▶ Material for this task:
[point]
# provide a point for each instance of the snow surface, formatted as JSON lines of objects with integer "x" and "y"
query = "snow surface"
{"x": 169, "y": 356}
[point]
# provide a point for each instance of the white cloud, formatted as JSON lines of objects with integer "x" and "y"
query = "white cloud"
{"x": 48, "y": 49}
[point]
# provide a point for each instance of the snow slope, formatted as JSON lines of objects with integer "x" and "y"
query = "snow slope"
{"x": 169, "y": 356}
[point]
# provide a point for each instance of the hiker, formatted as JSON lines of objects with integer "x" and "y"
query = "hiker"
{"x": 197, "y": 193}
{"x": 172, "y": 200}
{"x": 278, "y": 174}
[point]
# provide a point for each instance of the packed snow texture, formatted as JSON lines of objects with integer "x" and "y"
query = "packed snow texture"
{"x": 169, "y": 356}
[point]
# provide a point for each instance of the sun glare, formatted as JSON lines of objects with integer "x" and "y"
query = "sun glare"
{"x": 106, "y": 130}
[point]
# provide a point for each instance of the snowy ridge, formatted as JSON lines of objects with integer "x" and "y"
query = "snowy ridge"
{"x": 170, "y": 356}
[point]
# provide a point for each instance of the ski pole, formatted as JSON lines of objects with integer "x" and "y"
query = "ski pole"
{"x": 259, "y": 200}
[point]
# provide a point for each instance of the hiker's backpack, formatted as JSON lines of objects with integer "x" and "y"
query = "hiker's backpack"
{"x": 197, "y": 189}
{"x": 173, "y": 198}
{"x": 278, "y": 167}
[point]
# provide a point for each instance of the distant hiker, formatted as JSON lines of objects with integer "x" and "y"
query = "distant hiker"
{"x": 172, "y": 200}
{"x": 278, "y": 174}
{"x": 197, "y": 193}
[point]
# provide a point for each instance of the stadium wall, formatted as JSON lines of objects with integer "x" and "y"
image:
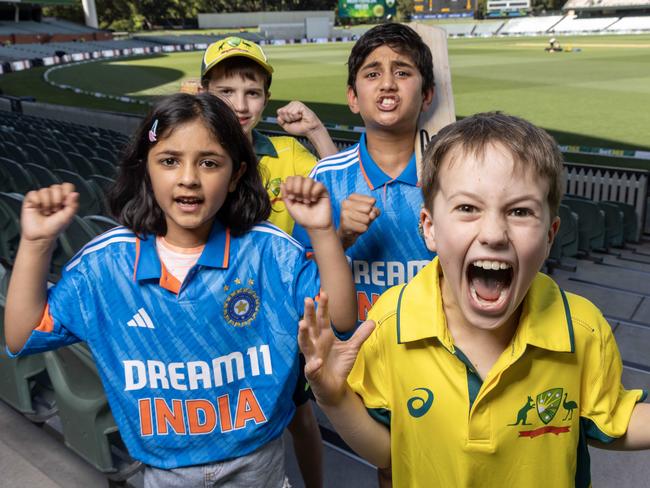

▶ Exercise: The number of lines in this listing that hold "JSON" is the only answer required.

▶ Task answer: 11